Provide the data again in its entirety, exactly as given.

#### EXTRACTED DATA ####

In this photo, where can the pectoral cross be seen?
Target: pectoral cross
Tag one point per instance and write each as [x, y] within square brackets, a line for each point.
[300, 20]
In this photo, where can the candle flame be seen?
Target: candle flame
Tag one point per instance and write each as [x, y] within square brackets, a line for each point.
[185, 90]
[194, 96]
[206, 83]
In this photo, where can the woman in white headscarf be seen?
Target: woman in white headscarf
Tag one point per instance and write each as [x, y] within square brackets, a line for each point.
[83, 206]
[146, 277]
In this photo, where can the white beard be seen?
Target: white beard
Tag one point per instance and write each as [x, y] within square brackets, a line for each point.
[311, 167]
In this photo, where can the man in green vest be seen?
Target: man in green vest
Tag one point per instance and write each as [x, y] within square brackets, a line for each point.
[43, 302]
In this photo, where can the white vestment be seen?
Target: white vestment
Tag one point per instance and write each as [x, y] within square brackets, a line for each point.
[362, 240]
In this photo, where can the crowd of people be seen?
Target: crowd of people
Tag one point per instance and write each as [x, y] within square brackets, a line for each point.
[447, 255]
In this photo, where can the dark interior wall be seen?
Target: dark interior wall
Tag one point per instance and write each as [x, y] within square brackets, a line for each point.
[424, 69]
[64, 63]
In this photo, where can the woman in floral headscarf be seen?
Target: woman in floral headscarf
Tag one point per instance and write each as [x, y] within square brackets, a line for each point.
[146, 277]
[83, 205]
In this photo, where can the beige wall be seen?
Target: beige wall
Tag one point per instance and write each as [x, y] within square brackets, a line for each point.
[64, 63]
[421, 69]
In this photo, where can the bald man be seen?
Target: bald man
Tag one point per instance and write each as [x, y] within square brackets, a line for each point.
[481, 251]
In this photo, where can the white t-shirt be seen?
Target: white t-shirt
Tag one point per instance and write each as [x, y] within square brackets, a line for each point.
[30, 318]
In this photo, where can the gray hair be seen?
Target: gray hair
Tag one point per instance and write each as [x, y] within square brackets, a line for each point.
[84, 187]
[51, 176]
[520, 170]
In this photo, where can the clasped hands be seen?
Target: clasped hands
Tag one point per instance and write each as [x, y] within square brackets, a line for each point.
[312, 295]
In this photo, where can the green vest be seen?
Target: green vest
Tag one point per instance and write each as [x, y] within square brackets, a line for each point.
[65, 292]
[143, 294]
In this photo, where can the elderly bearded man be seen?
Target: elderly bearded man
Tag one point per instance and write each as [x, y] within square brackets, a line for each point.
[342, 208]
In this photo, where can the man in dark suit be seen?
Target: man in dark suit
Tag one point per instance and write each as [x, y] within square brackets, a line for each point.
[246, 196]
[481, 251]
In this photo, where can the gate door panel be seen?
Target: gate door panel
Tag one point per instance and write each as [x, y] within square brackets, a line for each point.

####

## TASK SOLUTION
In this photo, where can the pectoral cross be seen?
Target: pectoral cross
Tag one point per instance and write each as [x, y] within square brackets, a line for each point.
[300, 20]
In this photo, where can the candle flame be seen?
Target: candle flame
Tag one point per instance and write each as [x, y] within square brackets, a line for each point.
[185, 90]
[194, 96]
[206, 83]
In this photo, where can the woman in white headscarf be seen?
Target: woman in white headscarf
Tag one point per instance and write each as [x, y] within square brackets, a line for each point.
[83, 206]
[146, 277]
In this photo, where can the white beard be seen?
Target: white beard
Tag one point per instance and write each as [x, y] within square brackets, a line for each point.
[311, 167]
In this photo, where can the man in green vest be seen?
Target: man in green vest
Tag one point per instance and write each as [x, y] within square brackets, a line for each point.
[43, 302]
In this photo, where can the white vestment be seen?
Target: white vestment
Tag one point per instance and write each as [x, y] within square brackets, a line for each point.
[362, 240]
In this photo, where can the crowd of people be seen?
Target: crowd of people
Tag one point per instance and write each as [x, y] within square brackets, a line for each point.
[447, 255]
In this photo, where can the dark interior wall be seen?
Target: dark interior wall
Tag one point per instance and write each as [x, y] within square brackets, a line for each point.
[424, 69]
[64, 63]
In this photo, where can the woman in floral headscarf be seen?
Target: woman in floral headscarf
Tag one point per instance and write each as [x, y] within square brackets, a line for each point.
[146, 277]
[83, 205]
In this photo, where can the beige wall be seen?
Target: beige wall
Tag one point per instance and write each as [x, y] within square brackets, a line for each point.
[64, 63]
[421, 69]
In this photo, where can the bald man be seen?
Target: bald man
Tag one point per instance and write each as [x, y] within square brackets, a line for each point.
[481, 251]
In this photo, where can the white t-shirt be seen?
Target: white t-shirt
Tag one point per instance and write each as [x, y] within square brackets, a line for each point.
[30, 318]
In this photo, where can the gray hair be seen?
Target: gray hair
Tag one point per instance and write each as [x, y] within square brackets, a line for each point.
[84, 187]
[51, 176]
[520, 170]
In this photo, where can the clasped hands be seen?
Target: clasped hands
Tag one point per instance and write each as [x, y] within square brackets, a line for each point.
[312, 295]
In this photo, where can the green vest be seen?
Target: green vest
Tag one point per instance and write each as [x, y] within square brackets, a line for each point.
[65, 292]
[143, 294]
In this photo, where can the elderly bearded man be seen?
Target: elderly bearded man
Tag one point per instance and write each as [x, y] within square brackets, a line for each point.
[342, 208]
In this photo, where can the man in dark suit be seen?
Target: man in dark suit
Tag one point per instance and write each as [x, y] within square brackets, a line for each point.
[246, 196]
[481, 251]
In this photo, where can the gate door panel be seen?
Target: gate door panel
Tag one point per instance and write each as [x, y] within square brackets, a line for each point.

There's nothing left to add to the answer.